'''
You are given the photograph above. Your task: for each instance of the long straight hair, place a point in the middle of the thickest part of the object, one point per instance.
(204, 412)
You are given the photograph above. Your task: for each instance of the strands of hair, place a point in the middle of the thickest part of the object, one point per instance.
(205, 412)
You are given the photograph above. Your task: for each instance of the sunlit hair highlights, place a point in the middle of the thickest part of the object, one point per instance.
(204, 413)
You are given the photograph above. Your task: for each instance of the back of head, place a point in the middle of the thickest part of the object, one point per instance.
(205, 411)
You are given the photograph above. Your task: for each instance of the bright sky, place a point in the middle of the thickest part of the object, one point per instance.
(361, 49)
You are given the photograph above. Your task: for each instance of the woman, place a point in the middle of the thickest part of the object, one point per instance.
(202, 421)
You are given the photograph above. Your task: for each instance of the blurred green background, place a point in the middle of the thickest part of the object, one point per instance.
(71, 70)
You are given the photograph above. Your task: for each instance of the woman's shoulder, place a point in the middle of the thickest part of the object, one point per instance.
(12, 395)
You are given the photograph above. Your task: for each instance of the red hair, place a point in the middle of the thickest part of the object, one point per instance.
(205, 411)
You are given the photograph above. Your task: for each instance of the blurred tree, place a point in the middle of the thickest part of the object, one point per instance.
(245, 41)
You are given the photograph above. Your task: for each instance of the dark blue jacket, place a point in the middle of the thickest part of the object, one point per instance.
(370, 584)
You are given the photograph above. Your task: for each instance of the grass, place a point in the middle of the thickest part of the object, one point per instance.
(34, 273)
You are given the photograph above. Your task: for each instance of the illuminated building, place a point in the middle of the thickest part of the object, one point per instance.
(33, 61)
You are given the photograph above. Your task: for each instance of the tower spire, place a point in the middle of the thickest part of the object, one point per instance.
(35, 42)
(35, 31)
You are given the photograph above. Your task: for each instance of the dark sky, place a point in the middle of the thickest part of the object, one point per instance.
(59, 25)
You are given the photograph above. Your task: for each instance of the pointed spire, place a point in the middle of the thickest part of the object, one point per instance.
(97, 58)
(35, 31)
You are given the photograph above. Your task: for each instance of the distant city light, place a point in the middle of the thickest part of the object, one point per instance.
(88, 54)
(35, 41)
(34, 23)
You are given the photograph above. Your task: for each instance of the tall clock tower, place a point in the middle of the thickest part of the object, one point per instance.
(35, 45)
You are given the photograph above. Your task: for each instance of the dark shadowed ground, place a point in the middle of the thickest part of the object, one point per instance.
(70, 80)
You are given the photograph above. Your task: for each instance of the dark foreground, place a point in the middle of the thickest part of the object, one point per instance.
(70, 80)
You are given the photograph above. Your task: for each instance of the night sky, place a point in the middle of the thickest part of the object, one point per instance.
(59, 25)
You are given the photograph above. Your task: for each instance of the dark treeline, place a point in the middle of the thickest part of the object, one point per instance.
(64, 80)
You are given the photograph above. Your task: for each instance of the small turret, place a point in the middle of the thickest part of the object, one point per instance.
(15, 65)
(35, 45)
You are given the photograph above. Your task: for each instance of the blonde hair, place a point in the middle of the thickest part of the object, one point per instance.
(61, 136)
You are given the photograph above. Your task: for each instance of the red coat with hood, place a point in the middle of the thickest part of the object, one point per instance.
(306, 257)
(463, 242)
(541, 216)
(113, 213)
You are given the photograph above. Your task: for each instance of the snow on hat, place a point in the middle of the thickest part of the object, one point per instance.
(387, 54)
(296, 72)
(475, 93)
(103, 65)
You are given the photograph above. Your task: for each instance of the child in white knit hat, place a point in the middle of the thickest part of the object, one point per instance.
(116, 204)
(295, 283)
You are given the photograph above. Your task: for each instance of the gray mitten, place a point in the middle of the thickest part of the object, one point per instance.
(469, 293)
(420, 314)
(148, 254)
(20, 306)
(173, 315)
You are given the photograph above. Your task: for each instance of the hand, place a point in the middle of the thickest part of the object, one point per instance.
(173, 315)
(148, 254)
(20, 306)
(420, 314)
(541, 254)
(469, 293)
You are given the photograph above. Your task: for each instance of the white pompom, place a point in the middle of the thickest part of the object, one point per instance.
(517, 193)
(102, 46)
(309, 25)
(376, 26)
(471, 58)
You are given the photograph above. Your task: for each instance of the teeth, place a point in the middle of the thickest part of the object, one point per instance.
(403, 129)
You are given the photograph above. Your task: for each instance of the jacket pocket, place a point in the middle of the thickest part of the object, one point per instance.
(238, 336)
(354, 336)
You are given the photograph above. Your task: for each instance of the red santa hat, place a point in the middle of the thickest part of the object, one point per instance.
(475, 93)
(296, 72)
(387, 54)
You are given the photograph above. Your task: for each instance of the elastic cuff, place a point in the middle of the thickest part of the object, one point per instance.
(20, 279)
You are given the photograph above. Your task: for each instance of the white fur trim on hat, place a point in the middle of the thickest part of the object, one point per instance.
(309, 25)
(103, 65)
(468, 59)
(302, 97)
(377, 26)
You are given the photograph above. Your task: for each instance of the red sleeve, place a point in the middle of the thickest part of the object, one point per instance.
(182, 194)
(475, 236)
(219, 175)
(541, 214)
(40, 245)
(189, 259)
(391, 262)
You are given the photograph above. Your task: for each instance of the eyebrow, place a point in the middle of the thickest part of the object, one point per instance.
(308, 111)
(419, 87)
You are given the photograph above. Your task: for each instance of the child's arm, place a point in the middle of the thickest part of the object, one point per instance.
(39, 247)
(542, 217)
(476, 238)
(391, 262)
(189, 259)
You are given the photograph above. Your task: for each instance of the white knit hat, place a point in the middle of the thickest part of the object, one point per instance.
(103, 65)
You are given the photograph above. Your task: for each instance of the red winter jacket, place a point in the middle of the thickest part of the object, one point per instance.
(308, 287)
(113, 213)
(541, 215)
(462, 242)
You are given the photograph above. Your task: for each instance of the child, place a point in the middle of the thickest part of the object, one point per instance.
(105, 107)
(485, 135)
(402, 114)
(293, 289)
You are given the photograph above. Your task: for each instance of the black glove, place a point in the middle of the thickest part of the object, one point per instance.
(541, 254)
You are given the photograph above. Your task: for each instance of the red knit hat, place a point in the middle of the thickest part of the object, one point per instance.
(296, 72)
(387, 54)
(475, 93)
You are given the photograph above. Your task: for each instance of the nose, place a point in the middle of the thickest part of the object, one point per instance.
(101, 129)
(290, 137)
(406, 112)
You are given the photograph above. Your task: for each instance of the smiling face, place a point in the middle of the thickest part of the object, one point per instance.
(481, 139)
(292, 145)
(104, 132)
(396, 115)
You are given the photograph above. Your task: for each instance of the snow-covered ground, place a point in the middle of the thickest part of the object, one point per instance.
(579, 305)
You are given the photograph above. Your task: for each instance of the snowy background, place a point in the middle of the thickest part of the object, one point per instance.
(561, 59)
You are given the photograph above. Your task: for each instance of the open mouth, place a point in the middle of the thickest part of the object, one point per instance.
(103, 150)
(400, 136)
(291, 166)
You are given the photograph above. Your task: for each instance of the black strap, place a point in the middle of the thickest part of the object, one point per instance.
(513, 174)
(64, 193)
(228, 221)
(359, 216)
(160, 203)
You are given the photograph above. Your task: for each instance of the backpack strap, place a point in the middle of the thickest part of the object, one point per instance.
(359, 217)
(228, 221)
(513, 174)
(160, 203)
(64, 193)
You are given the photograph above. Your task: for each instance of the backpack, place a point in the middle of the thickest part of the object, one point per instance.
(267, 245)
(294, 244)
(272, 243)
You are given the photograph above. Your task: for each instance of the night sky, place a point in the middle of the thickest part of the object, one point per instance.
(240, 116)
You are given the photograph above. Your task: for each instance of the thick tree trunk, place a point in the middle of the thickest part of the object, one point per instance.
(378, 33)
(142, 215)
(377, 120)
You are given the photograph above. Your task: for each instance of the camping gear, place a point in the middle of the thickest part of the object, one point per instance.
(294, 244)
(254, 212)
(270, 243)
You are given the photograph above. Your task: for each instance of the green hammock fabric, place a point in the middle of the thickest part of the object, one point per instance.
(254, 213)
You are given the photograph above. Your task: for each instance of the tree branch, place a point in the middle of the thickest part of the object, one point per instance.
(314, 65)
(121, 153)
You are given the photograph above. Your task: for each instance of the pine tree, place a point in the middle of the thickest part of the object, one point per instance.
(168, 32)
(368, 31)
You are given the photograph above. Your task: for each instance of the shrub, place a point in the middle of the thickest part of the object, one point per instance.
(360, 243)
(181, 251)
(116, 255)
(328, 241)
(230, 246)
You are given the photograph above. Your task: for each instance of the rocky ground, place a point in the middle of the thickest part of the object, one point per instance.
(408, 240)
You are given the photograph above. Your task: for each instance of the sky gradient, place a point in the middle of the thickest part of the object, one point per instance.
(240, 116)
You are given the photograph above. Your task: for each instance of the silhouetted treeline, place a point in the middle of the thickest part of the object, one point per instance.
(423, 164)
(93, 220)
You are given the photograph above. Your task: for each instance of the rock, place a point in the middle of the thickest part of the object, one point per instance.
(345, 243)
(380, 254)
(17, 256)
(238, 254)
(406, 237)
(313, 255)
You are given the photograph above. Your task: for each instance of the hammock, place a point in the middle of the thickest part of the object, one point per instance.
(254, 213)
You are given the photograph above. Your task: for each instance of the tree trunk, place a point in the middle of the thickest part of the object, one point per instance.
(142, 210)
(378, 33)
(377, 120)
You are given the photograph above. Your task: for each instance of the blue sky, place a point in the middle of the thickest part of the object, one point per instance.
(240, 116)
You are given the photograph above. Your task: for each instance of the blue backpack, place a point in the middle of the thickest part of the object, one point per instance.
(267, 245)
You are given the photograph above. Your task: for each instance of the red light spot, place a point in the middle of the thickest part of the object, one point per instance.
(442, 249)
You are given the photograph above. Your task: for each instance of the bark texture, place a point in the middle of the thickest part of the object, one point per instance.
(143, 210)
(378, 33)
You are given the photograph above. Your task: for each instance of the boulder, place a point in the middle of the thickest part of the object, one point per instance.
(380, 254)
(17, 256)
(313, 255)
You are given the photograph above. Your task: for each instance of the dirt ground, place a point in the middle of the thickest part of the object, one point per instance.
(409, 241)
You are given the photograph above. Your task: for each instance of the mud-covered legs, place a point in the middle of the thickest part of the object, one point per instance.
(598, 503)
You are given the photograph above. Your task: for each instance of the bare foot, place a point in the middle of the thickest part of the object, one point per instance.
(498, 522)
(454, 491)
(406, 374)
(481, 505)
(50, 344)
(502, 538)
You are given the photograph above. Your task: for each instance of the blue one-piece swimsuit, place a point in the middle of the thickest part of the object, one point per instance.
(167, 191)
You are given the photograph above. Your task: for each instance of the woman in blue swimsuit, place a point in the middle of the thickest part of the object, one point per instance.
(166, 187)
'''
YOUR INSTRUCTIONS – Take the lines of the material from the line containing "of the bark" through the end of the material, and write them out again with "boulder" changed to "rock" and everything else left the same.

WRITTEN ANSWER –
You are given the photograph above. Your task: for each instance of the bark texture, place a point in the middle of the thickest part of the object, one point per instance.
(143, 210)
(378, 33)
You are given the photograph above. Your task: for each instance of the rock, place a point in the middle of the thickest part of the object, one point per instance.
(380, 254)
(17, 256)
(313, 255)
You are given the photograph above. Your task: for each instance of the dirt ground, place a point in the middle of the thickest part of the object, one point per instance.
(409, 241)
You are given the photograph above. Your task: for each instance of the mud-covered legs, place a point in the middle of the thickest part of the object, one point per instance.
(598, 503)
You are given the photograph above. Your task: for each instance of the bare foot, place a point in the middle of the thickest part of the object, one point per instance.
(498, 522)
(454, 491)
(406, 374)
(481, 505)
(50, 344)
(502, 538)
You are given the photograph above. Your task: for each instance of the blue one-piece swimsuit, place a point in the middle of the thickest part of the object, one point per instance.
(167, 191)
You are given the photograph above. Your task: for each instance of the woman in blue swimsuit, place a point in the middle of the thickest part of the object, one point per instance.
(166, 187)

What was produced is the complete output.